▶ EXERCISE DIRECTIONS:
Write the full listing out again, word for word, but omit the pictures.

▶ DATA FOR THE TASK:
.....
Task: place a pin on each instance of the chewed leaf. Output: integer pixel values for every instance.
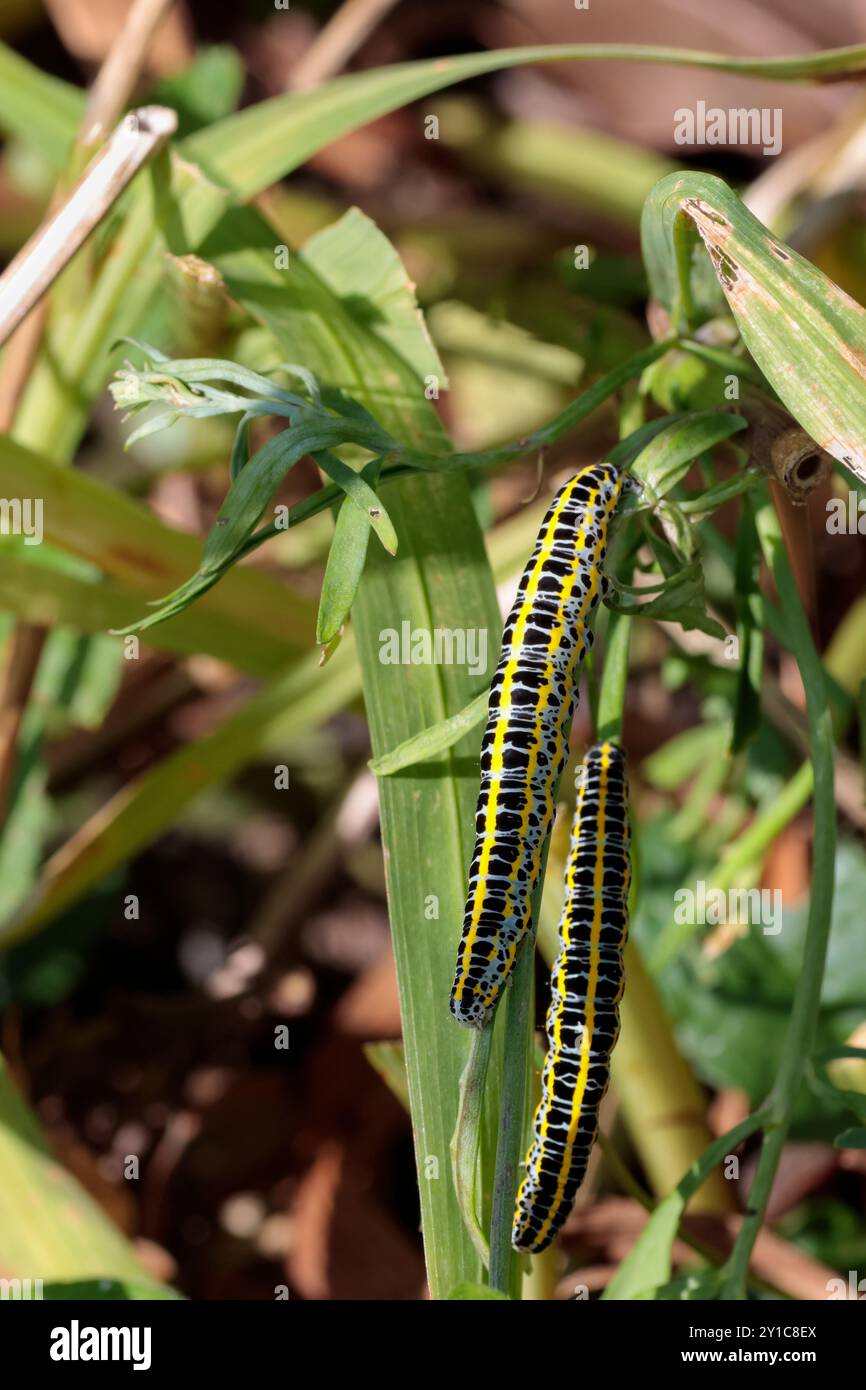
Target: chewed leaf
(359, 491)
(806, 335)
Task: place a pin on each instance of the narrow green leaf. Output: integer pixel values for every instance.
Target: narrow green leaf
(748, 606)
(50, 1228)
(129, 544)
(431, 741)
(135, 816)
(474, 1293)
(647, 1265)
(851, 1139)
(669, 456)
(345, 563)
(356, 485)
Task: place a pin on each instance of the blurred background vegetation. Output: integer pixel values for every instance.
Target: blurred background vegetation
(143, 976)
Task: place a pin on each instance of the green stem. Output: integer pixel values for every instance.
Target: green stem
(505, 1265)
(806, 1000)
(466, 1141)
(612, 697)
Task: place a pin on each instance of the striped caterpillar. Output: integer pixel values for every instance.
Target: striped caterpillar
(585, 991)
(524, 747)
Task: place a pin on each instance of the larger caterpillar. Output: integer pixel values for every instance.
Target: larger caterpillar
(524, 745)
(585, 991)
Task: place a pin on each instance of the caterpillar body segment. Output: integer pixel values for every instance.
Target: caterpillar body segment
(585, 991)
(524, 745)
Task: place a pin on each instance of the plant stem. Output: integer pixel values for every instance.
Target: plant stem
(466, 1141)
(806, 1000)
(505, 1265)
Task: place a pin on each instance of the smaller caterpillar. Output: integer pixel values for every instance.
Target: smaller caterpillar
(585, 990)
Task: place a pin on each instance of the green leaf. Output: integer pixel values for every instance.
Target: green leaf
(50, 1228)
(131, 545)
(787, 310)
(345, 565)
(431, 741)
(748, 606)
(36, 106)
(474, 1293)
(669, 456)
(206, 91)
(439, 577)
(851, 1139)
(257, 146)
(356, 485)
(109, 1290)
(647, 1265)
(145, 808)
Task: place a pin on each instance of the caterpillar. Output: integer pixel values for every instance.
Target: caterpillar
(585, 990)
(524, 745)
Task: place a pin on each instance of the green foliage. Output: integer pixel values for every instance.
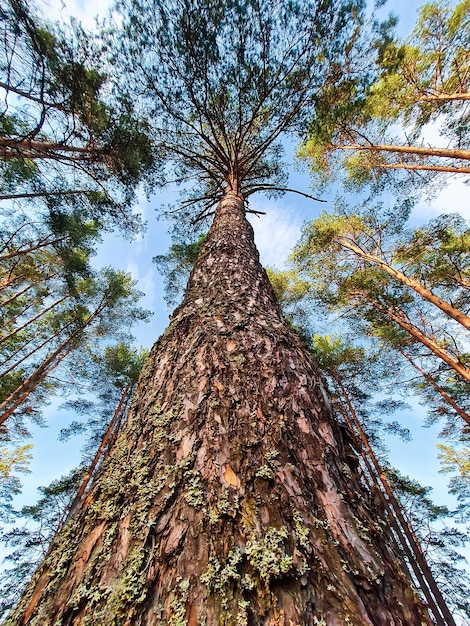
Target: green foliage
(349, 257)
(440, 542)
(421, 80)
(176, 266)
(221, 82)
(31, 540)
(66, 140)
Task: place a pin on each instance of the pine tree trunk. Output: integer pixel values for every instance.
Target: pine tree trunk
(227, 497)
.....
▶ EXERCISE OUTPUT:
Task: place a pin on each instance of the chewed leaf. Output: integer pixel values for every instance.
Target: chewed leaf
(359, 491)
(806, 335)
Task: place a pin on each instance of the narrow green leaf. Output: integer pixel values for every instance.
Target: narrow green leaf
(748, 606)
(50, 1228)
(129, 544)
(431, 741)
(135, 816)
(474, 1293)
(647, 1265)
(851, 1139)
(669, 456)
(345, 563)
(356, 485)
Task: place a pin on each instance of the blurred background vegetation. Output: integer pixel values for every instance.
Target: blurred background vegetation
(143, 976)
Task: place a pin on each instance of the green stem. Output: integer pixel values for every instance.
Target: green stem
(505, 1265)
(806, 1000)
(466, 1141)
(612, 697)
Task: place a pin on each instance of the striped caterpillar. Output: integer pixel values for every instance.
Target: striped caterpillar
(585, 991)
(524, 747)
Task: place a pin on each instance of the larger caterpillar. Output: integer pixel values for every instance.
Target: larger caterpillar
(524, 745)
(585, 991)
Task: place a pin on each instance of the caterpillar body segment. Output: integer pixel values for every instance.
Target: caterpillar body segment
(585, 991)
(524, 745)
Task: place a pin on each instance of the plant stem. Output: integer pixel values for every instance.
Target: plant stem
(466, 1141)
(806, 1000)
(505, 1265)
Task: place a pin on each instance of the smaller caterpillar. Output: integer pixel values for every instance.
Target: smaller caterpillar
(585, 990)
Task: place a pin on each instance of the green leaf. Output: integer pixel values for every instance.
Target: green leaf
(50, 1228)
(131, 545)
(787, 310)
(345, 565)
(431, 741)
(748, 606)
(36, 106)
(474, 1293)
(669, 456)
(206, 91)
(439, 577)
(851, 1139)
(257, 146)
(356, 485)
(109, 1290)
(647, 1265)
(145, 808)
Task: place a pin on each instance of the caterpillar. Output: integer pixel values for every instance.
Target: caterpillar
(585, 990)
(524, 745)
Task: place a pin on each instance of the green foliage. Output: integer pixel values for every instance.
Target: green foliage
(349, 257)
(440, 542)
(421, 80)
(176, 266)
(221, 82)
(31, 540)
(66, 140)
Task: place a pin on each instance of the pine tree trunk. Output: integer pixel values for every instance.
Target: pine tree trunk
(227, 497)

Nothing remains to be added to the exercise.